### STATED TASK
Rewrite the material below, changing "put a dot on" to "mark" everywhere it appears and leaving everything else as it is.

### DATA TO USE
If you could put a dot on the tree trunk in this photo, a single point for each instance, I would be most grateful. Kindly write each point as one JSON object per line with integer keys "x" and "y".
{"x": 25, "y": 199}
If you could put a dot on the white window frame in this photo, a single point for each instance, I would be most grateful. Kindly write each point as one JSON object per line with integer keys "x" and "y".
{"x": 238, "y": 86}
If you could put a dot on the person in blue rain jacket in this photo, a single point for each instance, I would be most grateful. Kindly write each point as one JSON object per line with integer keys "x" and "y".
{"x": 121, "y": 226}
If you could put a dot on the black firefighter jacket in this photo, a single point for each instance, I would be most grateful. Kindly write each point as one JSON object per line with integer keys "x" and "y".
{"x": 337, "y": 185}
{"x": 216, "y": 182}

### RESULT FOR THIS EXERCISE
If you could mark the tree trunk in this photo, a single point for each instance, I would be most grateful. Kindly write each point as one JSON object per line with integer keys "x" and "y".
{"x": 25, "y": 199}
If you could mark the white window frame in this photo, a single point for each instance, I would be most grateful. Kindly write each point as one JSON object per line with integer keys "x" and "y".
{"x": 238, "y": 86}
If you could mark the person in blue rain jacket in this photo, a single point for each instance, I would be most grateful. Kindly write each point as one JSON object per line with integer keys "x" and "y".
{"x": 121, "y": 226}
If you could mark the black firefighter jacket in this photo, a single point for each instance, I would be most grateful. Kindly write each point as one JSON object per line with integer keys "x" and "y".
{"x": 337, "y": 185}
{"x": 216, "y": 182}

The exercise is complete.